Seven weeks after Hurricane Katrina, Boasso proposed SB95 that would eliminate seven local levee boards in Greater New Orleans and replace them with one board. His bill was heavily backed by local business leaders. The bill failed, but a similar version passed in a special session in early 2006. Before Katrina, the Governor selected levee board commissioners. After Boasso's bill passed, a local blue ribbon committee selects who serves.

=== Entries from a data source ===
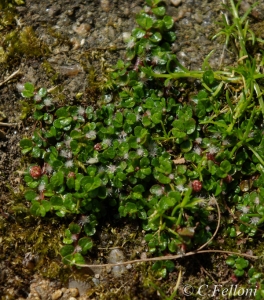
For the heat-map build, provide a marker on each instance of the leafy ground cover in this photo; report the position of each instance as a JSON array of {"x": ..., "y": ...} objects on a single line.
[{"x": 174, "y": 164}]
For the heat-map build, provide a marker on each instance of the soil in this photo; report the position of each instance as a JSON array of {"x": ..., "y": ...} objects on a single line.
[{"x": 69, "y": 47}]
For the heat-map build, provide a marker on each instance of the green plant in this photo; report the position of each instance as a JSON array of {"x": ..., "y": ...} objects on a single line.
[
  {"x": 239, "y": 264},
  {"x": 146, "y": 154}
]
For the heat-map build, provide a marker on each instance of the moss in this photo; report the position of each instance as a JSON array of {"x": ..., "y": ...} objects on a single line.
[{"x": 21, "y": 42}]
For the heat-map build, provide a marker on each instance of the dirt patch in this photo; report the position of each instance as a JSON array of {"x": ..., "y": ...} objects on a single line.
[{"x": 68, "y": 48}]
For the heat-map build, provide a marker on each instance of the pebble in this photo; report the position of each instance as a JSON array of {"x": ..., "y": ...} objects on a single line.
[
  {"x": 176, "y": 2},
  {"x": 83, "y": 29},
  {"x": 116, "y": 256},
  {"x": 105, "y": 5}
]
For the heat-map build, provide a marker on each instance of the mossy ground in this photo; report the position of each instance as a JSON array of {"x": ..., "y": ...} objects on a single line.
[{"x": 31, "y": 246}]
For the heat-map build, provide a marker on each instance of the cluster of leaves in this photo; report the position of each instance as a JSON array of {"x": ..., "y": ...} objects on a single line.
[{"x": 147, "y": 153}]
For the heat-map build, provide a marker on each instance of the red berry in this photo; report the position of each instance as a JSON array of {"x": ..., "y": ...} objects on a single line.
[
  {"x": 228, "y": 179},
  {"x": 210, "y": 156},
  {"x": 197, "y": 185},
  {"x": 97, "y": 147},
  {"x": 35, "y": 172},
  {"x": 71, "y": 175}
]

=== COMPLETE THE FOLLOWING ===
[1] Reproduce the portion of the levee board passage between "Seven weeks after" and "selects who serves.", inclusive.
[2] Render only the entries between the line holding "of the pebble" and the end of the entries, inclusive, as a numbered list, omitting blank lines.
The levee board passage and the entries are unrelated to each other.

=== RESULTS ===
[1]
Seven weeks after Hurricane Katrina, Boasso proposed SB95 that would eliminate seven local levee boards in Greater New Orleans and replace them with one board. His bill was heavily backed by local business leaders. The bill failed, but a similar version passed in a special session in early 2006. Before Katrina, the Governor selected levee board commissioners. After Boasso's bill passed, a local blue ribbon committee selects who serves.

[2]
1. For the heat-map build, provide a marker on each instance of the pebble in this photo; report the position of each instance as a JSON array of {"x": ..., "y": ...} objects on a single line.
2. [
3.   {"x": 176, "y": 2},
4.   {"x": 83, "y": 29},
5.   {"x": 116, "y": 256},
6.   {"x": 105, "y": 5}
7. ]
8. For the heat-map build, provide a marker on each instance of the mossy ground in this photo; report the position of each instance as a JSON array of {"x": ..., "y": ...} objects on a single line.
9. [{"x": 31, "y": 246}]
10. For the heat-map build, provide a marker on each instance of the cluster of leaves in this photo; report the position of each instance as a JSON array of {"x": ..., "y": ...} objects on a single line.
11. [{"x": 147, "y": 153}]
12. For the heat-map build, provide a marker on each instance of the red berry in this photo; report the position of each instance as a JSON array of {"x": ..., "y": ...} objects on a single line.
13. [
14.   {"x": 228, "y": 179},
15.   {"x": 210, "y": 156},
16.   {"x": 197, "y": 185},
17.   {"x": 97, "y": 147},
18.   {"x": 35, "y": 172},
19.   {"x": 71, "y": 175}
20. ]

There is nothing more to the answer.